-- Given passage follows --

Tipping Point

Jun 13, 2012 by


Donald L. Sparks

S. Hallock du Pont Chair in the Department of Plant and Soil Sciences and director of the Delaware Environmental Institute

Posted: 06/13/2012 11:05 am

A group of 22 scientists sounded an alarming call to action last week.

Their paper in the June 7 issue of Nature, a highly regarded, peer-reviewed journal, carries the benign-sounding title, “Approaching a State Shift in Earth’s Biosphere.” But their conclusions are nothing short of a disaster warning.

This group of biologists, ecologists, geologists, paleontologists and complex-system theoreticians from the United States, Canada, South America, and Europe have spent a year and half reviewing evidence that Earth may be approaching a state shift, a “tipping point” at which the global ecosystem may shift abruptly and irreversibly from one state to another.

If this happens, the world as we know it may not be recoverable, and these scientists conclude that this outcome is looking more and more likely.

-- Given passage concluded --
-- Data section follows --

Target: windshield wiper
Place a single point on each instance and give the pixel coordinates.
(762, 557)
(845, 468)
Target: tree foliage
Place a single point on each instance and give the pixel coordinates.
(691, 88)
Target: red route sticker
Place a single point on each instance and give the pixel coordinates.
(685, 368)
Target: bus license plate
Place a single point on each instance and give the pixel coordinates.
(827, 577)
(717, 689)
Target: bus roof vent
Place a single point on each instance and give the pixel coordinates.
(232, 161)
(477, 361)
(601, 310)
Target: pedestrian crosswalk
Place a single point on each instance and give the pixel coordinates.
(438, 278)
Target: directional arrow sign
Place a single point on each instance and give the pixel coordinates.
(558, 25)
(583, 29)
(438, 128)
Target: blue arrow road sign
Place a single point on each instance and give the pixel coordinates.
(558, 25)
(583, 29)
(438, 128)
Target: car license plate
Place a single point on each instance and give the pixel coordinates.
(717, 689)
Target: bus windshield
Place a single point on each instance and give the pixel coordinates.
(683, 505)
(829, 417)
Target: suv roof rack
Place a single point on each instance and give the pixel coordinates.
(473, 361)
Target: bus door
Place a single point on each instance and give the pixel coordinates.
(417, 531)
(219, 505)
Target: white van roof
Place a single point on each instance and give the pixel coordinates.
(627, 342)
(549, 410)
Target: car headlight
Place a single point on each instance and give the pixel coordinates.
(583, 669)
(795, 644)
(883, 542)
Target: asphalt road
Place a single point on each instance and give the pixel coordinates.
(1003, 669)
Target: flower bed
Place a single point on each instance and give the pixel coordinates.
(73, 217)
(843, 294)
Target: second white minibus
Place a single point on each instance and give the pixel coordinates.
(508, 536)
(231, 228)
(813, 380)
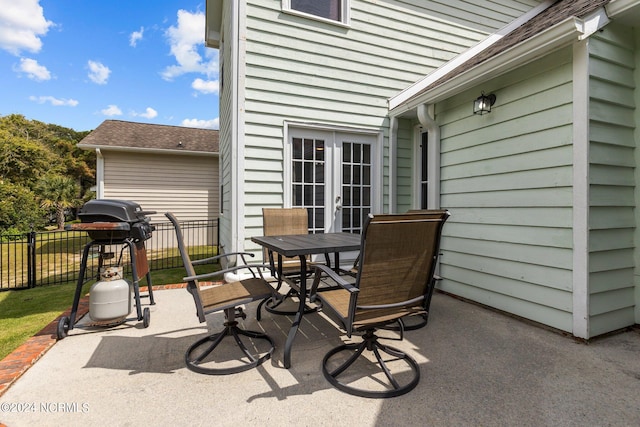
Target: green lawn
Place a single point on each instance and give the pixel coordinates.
(24, 313)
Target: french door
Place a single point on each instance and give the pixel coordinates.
(332, 174)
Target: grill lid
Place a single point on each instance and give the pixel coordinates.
(111, 210)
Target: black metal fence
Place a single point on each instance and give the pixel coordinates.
(47, 258)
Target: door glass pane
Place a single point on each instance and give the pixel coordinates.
(308, 179)
(356, 188)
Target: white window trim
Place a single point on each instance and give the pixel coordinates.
(346, 13)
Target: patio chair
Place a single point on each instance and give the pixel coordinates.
(280, 222)
(227, 298)
(394, 279)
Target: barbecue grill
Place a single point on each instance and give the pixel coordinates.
(113, 222)
(108, 220)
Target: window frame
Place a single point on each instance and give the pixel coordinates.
(345, 13)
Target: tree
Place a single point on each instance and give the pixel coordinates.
(30, 149)
(58, 192)
(19, 211)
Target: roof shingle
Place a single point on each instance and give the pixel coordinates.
(554, 14)
(122, 134)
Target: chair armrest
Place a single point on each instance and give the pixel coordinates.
(217, 257)
(320, 269)
(226, 270)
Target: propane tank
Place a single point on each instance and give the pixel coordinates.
(110, 297)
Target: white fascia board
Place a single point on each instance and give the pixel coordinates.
(105, 148)
(213, 23)
(425, 82)
(560, 35)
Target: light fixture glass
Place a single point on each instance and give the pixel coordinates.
(483, 103)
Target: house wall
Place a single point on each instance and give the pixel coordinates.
(186, 185)
(228, 118)
(305, 70)
(507, 178)
(612, 180)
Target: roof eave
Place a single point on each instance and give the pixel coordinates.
(556, 37)
(147, 150)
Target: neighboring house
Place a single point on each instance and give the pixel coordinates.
(163, 168)
(346, 107)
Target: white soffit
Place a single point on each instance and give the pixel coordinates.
(437, 74)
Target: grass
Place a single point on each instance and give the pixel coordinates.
(24, 313)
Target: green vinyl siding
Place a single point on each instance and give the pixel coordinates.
(507, 178)
(303, 70)
(612, 184)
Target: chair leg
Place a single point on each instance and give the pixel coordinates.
(211, 342)
(275, 302)
(370, 343)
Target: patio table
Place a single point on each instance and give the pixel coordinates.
(301, 245)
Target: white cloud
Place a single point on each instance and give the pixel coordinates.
(21, 25)
(149, 113)
(98, 73)
(112, 110)
(206, 86)
(185, 40)
(56, 102)
(204, 124)
(135, 36)
(33, 70)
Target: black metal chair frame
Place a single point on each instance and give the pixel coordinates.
(258, 290)
(416, 306)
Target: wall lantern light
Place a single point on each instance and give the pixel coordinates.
(483, 104)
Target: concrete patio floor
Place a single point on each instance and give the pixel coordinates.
(478, 367)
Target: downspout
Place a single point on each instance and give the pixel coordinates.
(393, 163)
(433, 173)
(99, 174)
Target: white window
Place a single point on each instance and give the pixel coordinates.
(331, 10)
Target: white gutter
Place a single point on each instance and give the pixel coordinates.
(433, 155)
(562, 34)
(420, 85)
(147, 150)
(99, 174)
(618, 7)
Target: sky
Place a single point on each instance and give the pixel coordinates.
(77, 63)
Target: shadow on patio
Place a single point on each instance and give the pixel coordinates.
(478, 367)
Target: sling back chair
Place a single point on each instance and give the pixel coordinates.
(228, 298)
(281, 222)
(394, 279)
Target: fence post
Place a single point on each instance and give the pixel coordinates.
(31, 259)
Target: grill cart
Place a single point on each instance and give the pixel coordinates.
(111, 223)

-- Data section concluded --

Instructions to follow →
How long did the scientists in the tipping point article spend reviewing evidence that Earth may be approaching a state shift?

Answer for the task →
A year and a half.